#### AIM:
Without omitting anything, retype the data that follows.

#### DATA PROVIDED:

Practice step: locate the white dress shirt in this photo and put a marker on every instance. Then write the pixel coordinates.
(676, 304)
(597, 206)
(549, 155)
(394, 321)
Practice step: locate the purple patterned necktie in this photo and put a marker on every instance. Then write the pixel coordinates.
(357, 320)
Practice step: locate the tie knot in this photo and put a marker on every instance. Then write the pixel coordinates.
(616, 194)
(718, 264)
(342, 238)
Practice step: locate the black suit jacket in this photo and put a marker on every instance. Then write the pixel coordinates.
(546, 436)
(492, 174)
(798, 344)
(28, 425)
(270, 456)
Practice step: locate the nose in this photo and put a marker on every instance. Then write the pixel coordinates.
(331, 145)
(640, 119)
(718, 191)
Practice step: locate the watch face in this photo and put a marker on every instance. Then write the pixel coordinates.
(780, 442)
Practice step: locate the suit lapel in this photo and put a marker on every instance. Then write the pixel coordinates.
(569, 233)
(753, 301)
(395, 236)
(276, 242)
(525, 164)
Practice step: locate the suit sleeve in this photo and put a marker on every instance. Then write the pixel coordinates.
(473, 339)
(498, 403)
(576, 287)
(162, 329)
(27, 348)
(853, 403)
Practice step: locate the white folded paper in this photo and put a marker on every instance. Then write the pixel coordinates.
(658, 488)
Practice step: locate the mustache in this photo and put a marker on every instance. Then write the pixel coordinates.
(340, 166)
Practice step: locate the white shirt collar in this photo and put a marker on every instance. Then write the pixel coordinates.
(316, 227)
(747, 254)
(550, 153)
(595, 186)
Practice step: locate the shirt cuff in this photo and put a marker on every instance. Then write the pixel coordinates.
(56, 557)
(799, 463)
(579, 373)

#### REPLY TO THE TASK:
Practice step: locate the white dress shirt in this photo and put a marker on every instance. Then write the pixel coordinates.
(676, 304)
(597, 206)
(549, 155)
(394, 321)
Practice step: locate the purple patterned necktie in this photo and put a marker on every instance. Then write the pixel coordinates.
(357, 320)
Practice step: locate the tie knot in this photo and put a marker on every instance. Then write the pixel coordinates.
(616, 194)
(718, 264)
(342, 238)
Practice step: locate the black suit jacket in this photo and put a marker on every instance. Then write the pixel coordinates.
(546, 436)
(492, 174)
(798, 344)
(28, 425)
(270, 456)
Practice step: locate the nose in this photo and put a marker on every instance. Then write the pixel coordinates.
(331, 145)
(640, 119)
(718, 191)
Practice step: locate the watch face in this photo and put a marker on every instance. Then write the pixel coordinates.
(780, 442)
Practice step: locate the suit lapel in this photo and put a marker on every instance. Then write the pixel coordinates.
(569, 233)
(753, 301)
(395, 236)
(276, 242)
(525, 164)
Practice step: locate the suit sleeve in this photo and put a marker on every instance. Then write the pixel coordinates.
(473, 339)
(498, 403)
(576, 287)
(162, 329)
(27, 348)
(853, 403)
Practice step: locate the white folded paper in this photo and put a marker on every instance. Then write the pixel coordinates.
(658, 488)
Practice step: locate the mustache in this photo and put a marker on every instance. Then write the pixel coordinates.
(340, 166)
Practice step: locate the white shirt collar in this photo and put a marker on every instance. Then write the pixel coordinates.
(316, 227)
(747, 254)
(550, 153)
(595, 186)
Practice step: locate the shirt cuff in this photo and put a marker on every instance. Then write the pixel coordinates.
(56, 557)
(799, 463)
(579, 373)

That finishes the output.